EXERCISE DESCRIPTION → Can you quote the lines below exactly, starting at the line with "Pick out every instance of the short" and going through the last one?

EXTRACTED INFORMATION →
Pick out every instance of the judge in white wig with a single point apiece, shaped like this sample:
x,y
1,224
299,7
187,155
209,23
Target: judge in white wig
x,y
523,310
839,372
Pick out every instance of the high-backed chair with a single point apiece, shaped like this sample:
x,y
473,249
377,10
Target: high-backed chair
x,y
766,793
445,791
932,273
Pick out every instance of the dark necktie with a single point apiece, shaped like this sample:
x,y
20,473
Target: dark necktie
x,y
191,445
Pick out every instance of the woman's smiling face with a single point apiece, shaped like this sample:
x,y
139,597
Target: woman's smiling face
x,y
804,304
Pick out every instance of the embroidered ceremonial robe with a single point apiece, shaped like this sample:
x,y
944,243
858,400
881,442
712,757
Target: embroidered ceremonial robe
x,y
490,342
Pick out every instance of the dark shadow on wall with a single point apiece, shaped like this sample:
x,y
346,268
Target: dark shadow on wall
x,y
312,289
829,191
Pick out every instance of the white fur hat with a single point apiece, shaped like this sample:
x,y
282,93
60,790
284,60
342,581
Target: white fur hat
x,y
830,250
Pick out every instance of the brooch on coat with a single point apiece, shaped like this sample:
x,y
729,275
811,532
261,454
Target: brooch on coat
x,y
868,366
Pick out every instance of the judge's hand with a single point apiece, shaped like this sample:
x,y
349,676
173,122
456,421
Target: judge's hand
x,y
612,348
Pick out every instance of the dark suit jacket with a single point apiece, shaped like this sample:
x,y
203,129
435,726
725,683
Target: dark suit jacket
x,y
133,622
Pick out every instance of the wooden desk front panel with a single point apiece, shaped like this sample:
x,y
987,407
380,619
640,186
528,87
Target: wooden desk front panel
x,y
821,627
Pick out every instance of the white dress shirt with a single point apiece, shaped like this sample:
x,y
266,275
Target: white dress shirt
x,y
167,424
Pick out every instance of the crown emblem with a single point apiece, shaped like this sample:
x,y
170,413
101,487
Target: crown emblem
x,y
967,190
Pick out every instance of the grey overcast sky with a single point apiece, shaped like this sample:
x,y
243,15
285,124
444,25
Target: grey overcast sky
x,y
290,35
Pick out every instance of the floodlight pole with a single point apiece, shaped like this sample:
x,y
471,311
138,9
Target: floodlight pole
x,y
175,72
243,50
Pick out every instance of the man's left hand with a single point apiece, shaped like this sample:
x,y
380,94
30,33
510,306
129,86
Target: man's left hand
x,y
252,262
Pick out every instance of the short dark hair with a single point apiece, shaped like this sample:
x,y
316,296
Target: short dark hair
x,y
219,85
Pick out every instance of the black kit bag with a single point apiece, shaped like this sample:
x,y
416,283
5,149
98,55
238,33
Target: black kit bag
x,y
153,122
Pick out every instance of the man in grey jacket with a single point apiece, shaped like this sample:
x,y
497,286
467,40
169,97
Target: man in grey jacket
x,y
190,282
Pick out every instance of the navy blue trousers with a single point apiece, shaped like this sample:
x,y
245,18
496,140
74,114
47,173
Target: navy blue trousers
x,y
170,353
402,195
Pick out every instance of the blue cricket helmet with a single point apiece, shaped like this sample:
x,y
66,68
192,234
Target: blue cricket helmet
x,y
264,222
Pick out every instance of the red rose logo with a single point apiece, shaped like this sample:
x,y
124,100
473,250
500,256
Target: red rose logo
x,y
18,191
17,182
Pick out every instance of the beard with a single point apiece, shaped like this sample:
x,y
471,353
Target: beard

EXERCISE RESPONSE →
Pick out every instance of the short dark hair with a single point apiece, shaped like this sample:
x,y
316,296
Target: short dark hair
x,y
219,85
Pick out every instance of the black kit bag with a single point apiece, shaped like this sample:
x,y
416,283
5,149
98,55
238,33
Target: black kit bag
x,y
153,122
Pick out every instance of the man in grey jacket with a single point apiece, shaped like this sample:
x,y
497,286
467,40
169,97
Target: man in grey jacket
x,y
190,282
Pick out every instance of the navy blue trousers with a single point apiece, shaped like this sample:
x,y
245,18
496,140
74,114
47,173
Target: navy blue trousers
x,y
170,353
402,195
Pick out every instance of the blue cricket helmet with a single point apiece, shaped like this sample:
x,y
66,68
192,234
Target: blue cricket helmet
x,y
264,222
Pick out every instance of the red rose logo with a single point apiece, shaped like this sample:
x,y
124,100
473,250
500,256
Target: red rose logo
x,y
18,191
17,182
Pick out every instance of the beard with a single point apiece, shaped like this sample:
x,y
471,353
Target: beard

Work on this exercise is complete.